Emit the data below verbatim, stripping out any pictures.

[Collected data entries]
________

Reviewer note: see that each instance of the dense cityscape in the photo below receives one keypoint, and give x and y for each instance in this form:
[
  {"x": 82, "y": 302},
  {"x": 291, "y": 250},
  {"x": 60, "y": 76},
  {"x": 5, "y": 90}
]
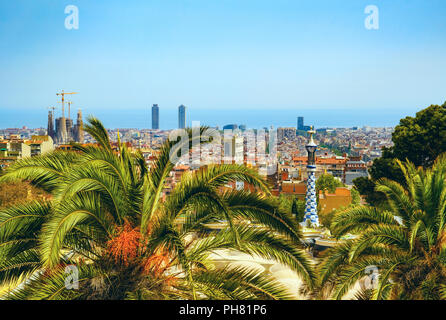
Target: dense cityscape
[{"x": 174, "y": 152}]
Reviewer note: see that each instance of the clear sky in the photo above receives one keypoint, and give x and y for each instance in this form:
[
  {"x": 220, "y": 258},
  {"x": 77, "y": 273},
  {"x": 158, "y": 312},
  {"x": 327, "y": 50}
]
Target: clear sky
[{"x": 222, "y": 55}]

________

## Result:
Reviewer note: see that each instance of the dense cityscape in the photo below receives one keypoint, and give x and y for each instance in this form:
[
  {"x": 82, "y": 302},
  {"x": 291, "y": 250},
  {"x": 60, "y": 76},
  {"x": 5, "y": 90}
]
Target: dense cityscape
[{"x": 174, "y": 152}]
Reviewer note: see that each instance of the clear sky in the photo above receives one keypoint, and give x and y for each instance in this form:
[
  {"x": 220, "y": 258},
  {"x": 77, "y": 273},
  {"x": 158, "y": 312},
  {"x": 327, "y": 50}
]
Target: clear sky
[{"x": 222, "y": 55}]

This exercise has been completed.